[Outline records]
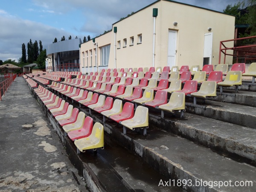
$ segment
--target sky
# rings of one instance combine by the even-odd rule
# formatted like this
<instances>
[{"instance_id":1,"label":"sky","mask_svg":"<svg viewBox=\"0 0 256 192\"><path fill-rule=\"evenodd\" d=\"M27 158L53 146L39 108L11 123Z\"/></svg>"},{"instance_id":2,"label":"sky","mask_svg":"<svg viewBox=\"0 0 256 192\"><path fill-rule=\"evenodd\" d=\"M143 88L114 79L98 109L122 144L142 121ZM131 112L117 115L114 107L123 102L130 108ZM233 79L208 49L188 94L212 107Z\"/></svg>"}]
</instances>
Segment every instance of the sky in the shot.
<instances>
[{"instance_id":1,"label":"sky","mask_svg":"<svg viewBox=\"0 0 256 192\"><path fill-rule=\"evenodd\" d=\"M91 38L112 29L112 25L156 0L1 0L0 60L17 61L21 45L41 40L43 48L55 38L60 41L88 35ZM239 0L176 0L223 12Z\"/></svg>"}]
</instances>

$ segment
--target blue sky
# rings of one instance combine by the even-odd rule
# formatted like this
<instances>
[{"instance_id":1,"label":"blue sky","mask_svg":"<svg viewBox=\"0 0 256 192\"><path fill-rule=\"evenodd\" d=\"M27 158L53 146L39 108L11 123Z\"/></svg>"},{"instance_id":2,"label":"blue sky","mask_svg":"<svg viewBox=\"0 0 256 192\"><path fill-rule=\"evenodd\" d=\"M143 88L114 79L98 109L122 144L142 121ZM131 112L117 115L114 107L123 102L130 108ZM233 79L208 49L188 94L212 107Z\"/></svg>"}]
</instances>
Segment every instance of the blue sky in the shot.
<instances>
[{"instance_id":1,"label":"blue sky","mask_svg":"<svg viewBox=\"0 0 256 192\"><path fill-rule=\"evenodd\" d=\"M43 48L57 38L91 38L110 29L131 12L156 0L2 0L0 6L0 60L21 57L21 45L31 38ZM177 0L222 12L238 0Z\"/></svg>"}]
</instances>

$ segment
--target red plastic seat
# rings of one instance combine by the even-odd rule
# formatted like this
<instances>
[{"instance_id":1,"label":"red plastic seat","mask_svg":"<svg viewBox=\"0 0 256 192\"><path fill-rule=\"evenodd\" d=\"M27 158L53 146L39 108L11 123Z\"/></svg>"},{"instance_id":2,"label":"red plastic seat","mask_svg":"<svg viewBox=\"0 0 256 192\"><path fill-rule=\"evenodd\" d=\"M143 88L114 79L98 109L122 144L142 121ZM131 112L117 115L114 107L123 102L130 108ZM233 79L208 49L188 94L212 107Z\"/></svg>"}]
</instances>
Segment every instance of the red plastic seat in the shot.
<instances>
[{"instance_id":1,"label":"red plastic seat","mask_svg":"<svg viewBox=\"0 0 256 192\"><path fill-rule=\"evenodd\" d=\"M148 86L148 79L146 78L143 78L140 82L140 84L139 85L136 85L133 86L134 88L135 87L146 87Z\"/></svg>"},{"instance_id":2,"label":"red plastic seat","mask_svg":"<svg viewBox=\"0 0 256 192\"><path fill-rule=\"evenodd\" d=\"M118 86L118 89L117 89L117 91L116 92L116 93L111 93L109 95L113 97L115 97L116 96L119 95L122 95L125 93L125 86L124 85L119 85Z\"/></svg>"},{"instance_id":3,"label":"red plastic seat","mask_svg":"<svg viewBox=\"0 0 256 192\"><path fill-rule=\"evenodd\" d=\"M49 107L47 107L48 109L49 110L50 109L55 109L56 108L58 108L58 107L59 107L60 106L61 106L61 101L62 101L62 99L61 98L58 98L58 101L57 102L57 104L55 105L52 105L52 106L50 106ZM45 104L46 105L48 105L48 104L51 104L52 103L54 103L54 102L53 102L52 103L47 103Z\"/></svg>"},{"instance_id":4,"label":"red plastic seat","mask_svg":"<svg viewBox=\"0 0 256 192\"><path fill-rule=\"evenodd\" d=\"M213 65L205 65L203 67L202 71L205 71L207 74L209 74L213 70Z\"/></svg>"},{"instance_id":5,"label":"red plastic seat","mask_svg":"<svg viewBox=\"0 0 256 192\"><path fill-rule=\"evenodd\" d=\"M153 73L155 71L155 68L154 67L150 67L149 68L149 70L148 70L148 72L151 73Z\"/></svg>"},{"instance_id":6,"label":"red plastic seat","mask_svg":"<svg viewBox=\"0 0 256 192\"><path fill-rule=\"evenodd\" d=\"M154 91L157 91L158 90L161 90L162 89L167 89L168 88L168 84L169 81L168 79L161 79L159 81L158 85L156 88L152 88L152 89Z\"/></svg>"},{"instance_id":7,"label":"red plastic seat","mask_svg":"<svg viewBox=\"0 0 256 192\"><path fill-rule=\"evenodd\" d=\"M143 72L143 68L142 67L139 67L138 69L138 73Z\"/></svg>"},{"instance_id":8,"label":"red plastic seat","mask_svg":"<svg viewBox=\"0 0 256 192\"><path fill-rule=\"evenodd\" d=\"M131 101L136 99L142 97L142 88L136 87L134 90L133 94L130 97L125 97L124 99L128 101Z\"/></svg>"},{"instance_id":9,"label":"red plastic seat","mask_svg":"<svg viewBox=\"0 0 256 192\"><path fill-rule=\"evenodd\" d=\"M168 71L163 71L161 73L160 78L157 79L157 81L160 81L161 79L169 79L169 72Z\"/></svg>"},{"instance_id":10,"label":"red plastic seat","mask_svg":"<svg viewBox=\"0 0 256 192\"><path fill-rule=\"evenodd\" d=\"M80 100L85 99L87 98L87 95L88 95L88 91L87 90L84 90L84 93L83 93L83 95L80 98L78 98L74 99L75 101L79 101Z\"/></svg>"},{"instance_id":11,"label":"red plastic seat","mask_svg":"<svg viewBox=\"0 0 256 192\"><path fill-rule=\"evenodd\" d=\"M103 93L104 92L110 91L112 85L111 84L107 84L107 85L106 85L106 87L105 87L105 89L103 90L99 91L99 93Z\"/></svg>"},{"instance_id":12,"label":"red plastic seat","mask_svg":"<svg viewBox=\"0 0 256 192\"><path fill-rule=\"evenodd\" d=\"M242 73L245 73L245 64L244 63L235 63L233 64L230 71L240 71Z\"/></svg>"},{"instance_id":13,"label":"red plastic seat","mask_svg":"<svg viewBox=\"0 0 256 192\"><path fill-rule=\"evenodd\" d=\"M120 114L112 115L110 117L118 123L125 120L132 118L134 115L134 106L133 103L126 102L124 105L122 111Z\"/></svg>"},{"instance_id":14,"label":"red plastic seat","mask_svg":"<svg viewBox=\"0 0 256 192\"><path fill-rule=\"evenodd\" d=\"M181 80L181 83L183 83L187 81L191 80L191 72L190 71L184 71L180 76L180 80Z\"/></svg>"},{"instance_id":15,"label":"red plastic seat","mask_svg":"<svg viewBox=\"0 0 256 192\"><path fill-rule=\"evenodd\" d=\"M94 108L93 110L100 113L105 111L109 110L112 109L113 106L113 98L111 97L108 97L105 100L105 103L103 106Z\"/></svg>"},{"instance_id":16,"label":"red plastic seat","mask_svg":"<svg viewBox=\"0 0 256 192\"><path fill-rule=\"evenodd\" d=\"M175 91L176 92L183 93L186 95L192 93L197 91L197 81L187 81L185 83L183 89L180 91Z\"/></svg>"},{"instance_id":17,"label":"red plastic seat","mask_svg":"<svg viewBox=\"0 0 256 192\"><path fill-rule=\"evenodd\" d=\"M76 119L77 119L77 116L78 116L79 113L79 110L77 108L74 108L73 111L72 111L71 116L68 118L60 120L58 121L59 124L63 126L66 125L73 123L76 122Z\"/></svg>"},{"instance_id":18,"label":"red plastic seat","mask_svg":"<svg viewBox=\"0 0 256 192\"><path fill-rule=\"evenodd\" d=\"M181 66L180 70L180 75L182 75L183 72L185 71L189 71L188 65L183 65Z\"/></svg>"},{"instance_id":19,"label":"red plastic seat","mask_svg":"<svg viewBox=\"0 0 256 192\"><path fill-rule=\"evenodd\" d=\"M217 83L222 81L222 71L212 71L209 74L207 81L216 81Z\"/></svg>"},{"instance_id":20,"label":"red plastic seat","mask_svg":"<svg viewBox=\"0 0 256 192\"><path fill-rule=\"evenodd\" d=\"M153 108L167 103L167 92L162 90L158 90L156 93L154 100L151 102L146 102L145 105L150 106Z\"/></svg>"},{"instance_id":21,"label":"red plastic seat","mask_svg":"<svg viewBox=\"0 0 256 192\"><path fill-rule=\"evenodd\" d=\"M67 133L67 136L72 141L87 137L91 134L93 126L93 118L87 116L85 117L82 128L81 129L69 131Z\"/></svg>"},{"instance_id":22,"label":"red plastic seat","mask_svg":"<svg viewBox=\"0 0 256 192\"><path fill-rule=\"evenodd\" d=\"M93 95L93 98L90 101L85 102L83 103L83 105L87 107L89 105L95 104L98 102L98 99L99 99L99 94L95 93Z\"/></svg>"}]
</instances>

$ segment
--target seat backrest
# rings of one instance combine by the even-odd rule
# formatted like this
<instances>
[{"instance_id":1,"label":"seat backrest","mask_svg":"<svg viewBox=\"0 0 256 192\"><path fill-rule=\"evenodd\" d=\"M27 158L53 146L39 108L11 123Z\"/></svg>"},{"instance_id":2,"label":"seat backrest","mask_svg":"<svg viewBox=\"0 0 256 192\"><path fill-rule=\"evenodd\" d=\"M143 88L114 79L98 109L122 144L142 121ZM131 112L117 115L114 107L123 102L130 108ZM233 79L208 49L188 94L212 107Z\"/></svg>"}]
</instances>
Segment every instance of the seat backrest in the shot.
<instances>
[{"instance_id":1,"label":"seat backrest","mask_svg":"<svg viewBox=\"0 0 256 192\"><path fill-rule=\"evenodd\" d=\"M209 74L207 81L216 81L217 83L222 81L222 72L212 71Z\"/></svg>"},{"instance_id":2,"label":"seat backrest","mask_svg":"<svg viewBox=\"0 0 256 192\"><path fill-rule=\"evenodd\" d=\"M232 65L230 71L240 71L242 73L244 73L245 72L245 64L235 63Z\"/></svg>"},{"instance_id":3,"label":"seat backrest","mask_svg":"<svg viewBox=\"0 0 256 192\"><path fill-rule=\"evenodd\" d=\"M145 76L144 76L144 78L146 78L146 79L151 78L151 75L152 75L152 73L151 73L151 72L150 72L149 71L147 71L145 73Z\"/></svg>"}]
</instances>

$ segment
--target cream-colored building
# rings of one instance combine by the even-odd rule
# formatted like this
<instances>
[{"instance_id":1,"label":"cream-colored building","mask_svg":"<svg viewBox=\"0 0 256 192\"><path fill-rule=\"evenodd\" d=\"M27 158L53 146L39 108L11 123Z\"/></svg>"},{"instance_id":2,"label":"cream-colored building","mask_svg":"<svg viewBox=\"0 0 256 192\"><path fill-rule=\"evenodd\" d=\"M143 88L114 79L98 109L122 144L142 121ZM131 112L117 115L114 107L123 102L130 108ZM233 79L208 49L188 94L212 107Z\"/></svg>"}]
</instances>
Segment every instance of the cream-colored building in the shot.
<instances>
[{"instance_id":1,"label":"cream-colored building","mask_svg":"<svg viewBox=\"0 0 256 192\"><path fill-rule=\"evenodd\" d=\"M81 44L80 70L193 65L201 69L203 64L218 63L220 41L233 38L234 27L234 16L158 0ZM226 63L232 64L232 59L227 57Z\"/></svg>"}]
</instances>

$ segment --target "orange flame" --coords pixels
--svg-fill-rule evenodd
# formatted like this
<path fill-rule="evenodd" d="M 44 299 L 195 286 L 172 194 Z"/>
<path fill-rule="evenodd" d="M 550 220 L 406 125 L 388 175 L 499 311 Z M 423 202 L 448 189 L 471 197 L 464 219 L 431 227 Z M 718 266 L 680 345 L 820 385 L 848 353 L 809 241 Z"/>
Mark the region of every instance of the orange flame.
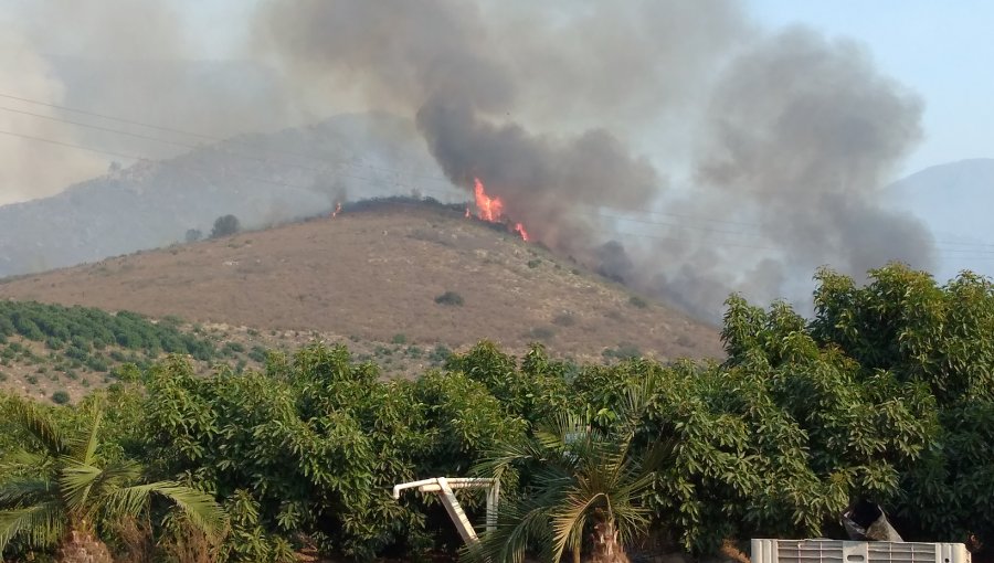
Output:
<path fill-rule="evenodd" d="M 479 178 L 474 178 L 473 180 L 476 184 L 476 216 L 490 223 L 500 223 L 504 220 L 504 202 L 496 195 L 493 198 L 488 195 Z M 466 216 L 469 216 L 469 208 L 466 208 Z M 528 231 L 525 230 L 525 225 L 521 223 L 515 224 L 515 232 L 525 242 L 531 240 L 528 236 Z"/>
<path fill-rule="evenodd" d="M 500 215 L 504 213 L 504 202 L 500 201 L 500 198 L 490 198 L 489 195 L 487 195 L 487 192 L 484 189 L 483 182 L 479 181 L 479 178 L 474 178 L 474 180 L 476 181 L 477 215 L 484 221 L 496 223 L 500 220 Z"/>
<path fill-rule="evenodd" d="M 525 241 L 526 243 L 531 240 L 528 236 L 528 231 L 525 231 L 525 225 L 522 225 L 521 223 L 515 223 L 515 231 L 519 235 L 521 235 L 521 240 Z"/>

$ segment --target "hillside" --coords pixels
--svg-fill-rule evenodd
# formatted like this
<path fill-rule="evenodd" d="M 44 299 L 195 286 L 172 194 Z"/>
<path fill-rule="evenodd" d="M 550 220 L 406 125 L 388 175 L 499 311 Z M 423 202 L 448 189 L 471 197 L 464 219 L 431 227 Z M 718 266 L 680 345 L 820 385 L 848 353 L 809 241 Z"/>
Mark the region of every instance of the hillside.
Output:
<path fill-rule="evenodd" d="M 436 302 L 452 291 L 463 305 Z M 718 357 L 715 329 L 441 205 L 383 203 L 8 278 L 0 296 L 335 340 Z M 612 350 L 614 352 L 612 352 Z"/>
<path fill-rule="evenodd" d="M 994 276 L 994 159 L 934 166 L 908 176 L 885 194 L 895 208 L 921 219 L 932 232 L 942 262 L 935 272 L 949 279 L 961 269 Z"/>
<path fill-rule="evenodd" d="M 210 232 L 229 213 L 263 227 L 415 184 L 436 199 L 465 199 L 438 179 L 413 125 L 385 114 L 189 146 L 175 158 L 112 167 L 56 195 L 0 205 L 0 277 L 166 246 L 188 230 Z"/>

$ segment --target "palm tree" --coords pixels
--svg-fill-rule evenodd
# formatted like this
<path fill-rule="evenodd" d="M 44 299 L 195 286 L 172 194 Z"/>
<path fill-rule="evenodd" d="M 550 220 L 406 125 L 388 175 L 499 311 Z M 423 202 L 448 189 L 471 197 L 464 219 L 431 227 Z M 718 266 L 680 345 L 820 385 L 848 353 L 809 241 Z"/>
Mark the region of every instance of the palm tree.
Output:
<path fill-rule="evenodd" d="M 613 431 L 596 427 L 591 416 L 561 415 L 539 427 L 524 444 L 505 444 L 478 468 L 501 478 L 512 466 L 526 466 L 530 484 L 501 499 L 496 527 L 480 535 L 470 559 L 520 563 L 526 549 L 541 560 L 559 562 L 567 550 L 579 563 L 584 533 L 595 563 L 627 563 L 624 545 L 649 524 L 643 499 L 664 449 L 634 448 L 635 422 L 648 387 L 631 392 Z"/>
<path fill-rule="evenodd" d="M 175 481 L 141 482 L 142 468 L 128 460 L 104 463 L 97 454 L 103 411 L 94 407 L 84 427 L 66 436 L 52 413 L 28 400 L 11 397 L 8 421 L 39 446 L 7 459 L 3 469 L 20 474 L 0 482 L 0 553 L 14 538 L 28 548 L 60 545 L 60 561 L 109 562 L 95 522 L 134 518 L 152 496 L 172 501 L 189 522 L 212 538 L 226 527 L 210 495 Z"/>

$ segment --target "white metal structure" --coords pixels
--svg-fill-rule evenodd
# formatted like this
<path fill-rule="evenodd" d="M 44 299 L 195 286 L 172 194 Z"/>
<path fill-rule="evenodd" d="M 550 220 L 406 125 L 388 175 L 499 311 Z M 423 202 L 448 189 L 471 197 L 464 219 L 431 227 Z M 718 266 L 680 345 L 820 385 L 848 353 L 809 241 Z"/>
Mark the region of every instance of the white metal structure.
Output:
<path fill-rule="evenodd" d="M 962 543 L 752 540 L 752 563 L 970 563 Z"/>
<path fill-rule="evenodd" d="M 487 531 L 497 527 L 497 501 L 500 498 L 500 481 L 496 479 L 470 478 L 470 477 L 435 477 L 433 479 L 423 479 L 420 481 L 403 482 L 393 486 L 393 498 L 400 498 L 400 491 L 404 489 L 417 489 L 421 492 L 435 492 L 442 500 L 442 506 L 448 512 L 453 523 L 456 525 L 463 541 L 469 545 L 479 542 L 476 537 L 476 530 L 463 512 L 463 507 L 455 498 L 454 489 L 487 489 Z"/>

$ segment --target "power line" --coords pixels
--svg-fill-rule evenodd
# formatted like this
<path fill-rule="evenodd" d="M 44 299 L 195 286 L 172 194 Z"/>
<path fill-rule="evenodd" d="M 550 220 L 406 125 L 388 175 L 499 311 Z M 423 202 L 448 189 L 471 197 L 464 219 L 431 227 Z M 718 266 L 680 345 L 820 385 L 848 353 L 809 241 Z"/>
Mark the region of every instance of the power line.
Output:
<path fill-rule="evenodd" d="M 101 114 L 101 113 L 96 113 L 96 111 L 89 111 L 89 110 L 78 109 L 78 108 L 71 108 L 67 106 L 50 104 L 50 103 L 34 100 L 34 99 L 30 99 L 30 98 L 25 98 L 25 97 L 21 97 L 21 96 L 13 96 L 10 94 L 0 93 L 0 97 L 15 99 L 15 100 L 20 100 L 20 102 L 30 103 L 30 104 L 36 104 L 40 106 L 51 107 L 51 108 L 55 108 L 55 109 L 60 109 L 60 110 L 64 110 L 64 111 L 72 111 L 72 113 L 86 115 L 86 116 L 91 116 L 91 117 L 97 117 L 101 119 L 108 119 L 108 120 L 117 121 L 117 123 L 121 123 L 121 124 L 146 127 L 146 128 L 166 131 L 166 132 L 188 135 L 188 136 L 192 136 L 192 137 L 197 137 L 197 138 L 201 138 L 201 139 L 205 139 L 205 140 L 215 141 L 215 142 L 219 142 L 222 145 L 241 145 L 241 146 L 251 147 L 255 150 L 258 150 L 257 147 L 253 147 L 250 144 L 240 142 L 240 141 L 236 141 L 233 139 L 223 139 L 221 137 L 205 135 L 202 132 L 189 131 L 189 130 L 177 129 L 177 128 L 172 128 L 172 127 L 163 127 L 163 126 L 159 126 L 159 125 L 141 123 L 141 121 L 137 121 L 137 120 L 133 120 L 133 119 L 109 116 L 109 115 Z M 163 144 L 189 148 L 189 149 L 203 148 L 203 146 L 201 146 L 201 145 L 193 145 L 193 144 L 189 144 L 189 142 L 163 139 L 160 137 L 136 134 L 136 132 L 126 131 L 126 130 L 121 130 L 121 129 L 114 129 L 114 128 L 109 128 L 109 127 L 103 127 L 103 126 L 98 126 L 98 125 L 86 124 L 86 123 L 75 121 L 75 120 L 71 120 L 71 119 L 64 119 L 64 118 L 59 118 L 59 117 L 54 117 L 54 116 L 36 114 L 36 113 L 27 111 L 27 110 L 22 110 L 22 109 L 14 109 L 14 108 L 10 108 L 10 107 L 0 106 L 0 110 L 10 111 L 10 113 L 14 113 L 14 114 L 21 114 L 21 115 L 25 115 L 25 116 L 30 116 L 30 117 L 34 117 L 34 118 L 40 118 L 40 119 L 63 123 L 63 124 L 72 125 L 72 126 L 76 126 L 76 127 L 84 127 L 84 128 L 89 128 L 89 129 L 94 129 L 94 130 L 110 132 L 110 134 L 115 134 L 115 135 L 123 135 L 123 136 L 127 136 L 127 137 L 131 137 L 131 138 L 139 138 L 139 139 L 150 140 L 150 141 L 155 141 L 155 142 L 163 142 Z M 126 153 L 112 151 L 112 150 L 96 149 L 93 147 L 85 147 L 85 146 L 76 145 L 76 144 L 72 144 L 72 142 L 65 142 L 65 141 L 59 141 L 59 140 L 54 140 L 54 139 L 35 137 L 35 136 L 31 136 L 31 135 L 18 134 L 14 131 L 0 131 L 0 134 L 12 136 L 12 137 L 20 137 L 23 139 L 34 140 L 34 141 L 39 141 L 39 142 L 46 142 L 46 144 L 51 144 L 51 145 L 74 148 L 74 149 L 78 149 L 78 150 L 86 150 L 86 151 L 91 151 L 91 152 L 115 156 L 118 158 L 126 158 L 126 159 L 133 159 L 133 160 L 149 160 L 148 157 L 144 157 L 144 156 L 126 155 Z M 321 162 L 328 161 L 328 159 L 311 156 L 311 155 L 303 155 L 303 153 L 297 153 L 297 152 L 292 152 L 292 151 L 277 151 L 277 150 L 271 150 L 271 151 L 275 152 L 275 153 L 279 153 L 279 155 L 294 156 L 294 157 L 304 158 L 304 159 L 308 159 L 308 160 L 315 160 L 315 161 L 321 161 Z M 265 150 L 263 150 L 263 152 L 265 152 Z M 306 164 L 300 164 L 300 163 L 295 163 L 295 162 L 287 162 L 287 161 L 283 161 L 283 160 L 278 160 L 278 159 L 271 159 L 271 158 L 264 158 L 264 157 L 256 157 L 256 156 L 252 156 L 252 155 L 239 153 L 239 152 L 234 152 L 231 150 L 228 150 L 226 153 L 229 156 L 233 156 L 236 158 L 243 158 L 243 159 L 253 160 L 253 161 L 257 161 L 257 162 L 262 162 L 262 163 L 266 163 L 266 164 L 286 166 L 286 167 L 297 168 L 300 170 L 307 170 L 307 171 L 317 172 L 317 173 L 332 172 L 332 170 L 329 169 L 329 167 L 327 167 L 327 166 L 320 167 L 320 168 L 311 167 L 311 166 L 306 166 Z M 180 169 L 193 170 L 193 171 L 199 171 L 199 172 L 212 172 L 212 170 L 208 170 L 208 169 L 197 169 L 193 167 L 179 164 L 175 161 L 175 159 L 171 161 L 159 160 L 159 162 L 161 164 L 173 166 L 173 167 L 177 167 Z M 431 192 L 431 193 L 440 193 L 440 194 L 444 193 L 446 195 L 451 194 L 451 192 L 446 191 L 446 190 L 435 190 L 435 189 L 424 188 L 424 187 L 415 188 L 405 182 L 401 182 L 399 180 L 399 177 L 401 174 L 403 174 L 405 178 L 429 179 L 432 181 L 444 182 L 444 183 L 451 185 L 451 182 L 447 179 L 444 179 L 441 177 L 426 176 L 426 174 L 411 174 L 411 173 L 405 173 L 400 170 L 391 169 L 391 168 L 372 167 L 372 166 L 368 166 L 368 164 L 357 164 L 357 163 L 351 162 L 346 159 L 340 159 L 338 161 L 332 160 L 332 162 L 337 162 L 337 163 L 340 163 L 346 167 L 361 168 L 361 169 L 366 169 L 366 170 L 370 170 L 370 171 L 381 171 L 381 172 L 385 172 L 389 174 L 393 174 L 396 178 L 392 181 L 398 187 L 414 189 L 414 190 L 419 190 L 422 192 Z M 357 180 L 383 181 L 382 178 L 369 178 L 369 177 L 356 176 L 356 174 L 345 173 L 341 170 L 334 170 L 334 172 L 337 173 L 338 176 L 341 176 L 345 178 L 352 178 L 352 179 L 357 179 Z M 247 180 L 254 180 L 254 181 L 271 183 L 271 184 L 275 184 L 275 185 L 290 187 L 290 188 L 297 188 L 297 189 L 311 189 L 313 188 L 309 185 L 293 184 L 289 182 L 282 182 L 282 181 L 276 181 L 276 180 L 272 180 L 268 178 L 262 178 L 262 177 L 250 176 L 250 174 L 237 174 L 237 173 L 231 173 L 231 174 L 240 177 L 240 178 L 244 178 Z M 592 208 L 594 208 L 595 210 L 599 210 L 599 211 L 594 211 L 594 212 L 586 213 L 586 214 L 589 216 L 598 217 L 598 219 L 615 219 L 615 220 L 626 221 L 626 222 L 643 223 L 643 224 L 657 225 L 657 226 L 667 226 L 667 227 L 673 227 L 673 229 L 696 230 L 696 231 L 710 232 L 710 233 L 717 233 L 717 234 L 728 234 L 728 235 L 734 235 L 734 236 L 769 236 L 770 235 L 769 233 L 762 233 L 762 232 L 747 233 L 747 232 L 741 232 L 741 231 L 728 231 L 728 230 L 713 229 L 713 227 L 701 226 L 701 225 L 673 223 L 673 222 L 667 222 L 667 221 L 653 221 L 653 220 L 647 220 L 647 219 L 638 219 L 637 216 L 633 216 L 633 215 L 677 217 L 677 219 L 686 219 L 686 220 L 692 220 L 692 221 L 710 222 L 710 223 L 716 223 L 716 224 L 747 226 L 747 227 L 761 230 L 762 225 L 755 224 L 755 223 L 745 223 L 745 222 L 739 222 L 739 221 L 701 217 L 701 216 L 695 216 L 695 215 L 686 215 L 686 214 L 654 211 L 654 210 L 626 210 L 626 209 L 618 209 L 618 208 L 610 208 L 610 206 L 605 206 L 605 205 L 592 206 Z M 605 212 L 604 210 L 612 210 L 612 211 L 616 211 L 616 212 L 620 212 L 623 214 L 617 214 L 617 213 L 613 214 L 613 213 Z M 667 241 L 673 241 L 673 242 L 691 242 L 689 240 L 672 237 L 672 236 L 663 236 L 663 235 L 652 235 L 652 234 L 647 234 L 647 233 L 618 232 L 618 234 L 626 234 L 626 235 L 632 235 L 632 236 L 648 236 L 652 238 L 667 240 Z M 770 247 L 745 245 L 745 244 L 739 244 L 739 243 L 725 243 L 725 244 L 745 247 L 745 248 L 753 248 L 753 249 L 773 249 Z M 970 253 L 970 254 L 987 253 L 987 252 L 994 253 L 994 244 L 990 244 L 990 243 L 965 243 L 965 242 L 954 242 L 954 241 L 937 241 L 937 244 L 966 246 L 966 248 L 963 248 L 963 249 L 941 248 L 941 247 L 937 248 L 938 251 L 944 252 L 944 253 Z M 965 259 L 965 257 L 964 257 L 964 259 Z"/>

**THE REQUEST:**
Find every line in the data above that contains the word "pixels", and copy each of those lines out in full.

**REPLY TO THE EXERCISE:**
$ segment --target "orange flame" --coords pixels
$ segment --target "hillside" --coords pixels
$ segment --target "palm tree" --coords pixels
$ segment --target "white metal structure" --coords pixels
$ segment --target "power line" --coords pixels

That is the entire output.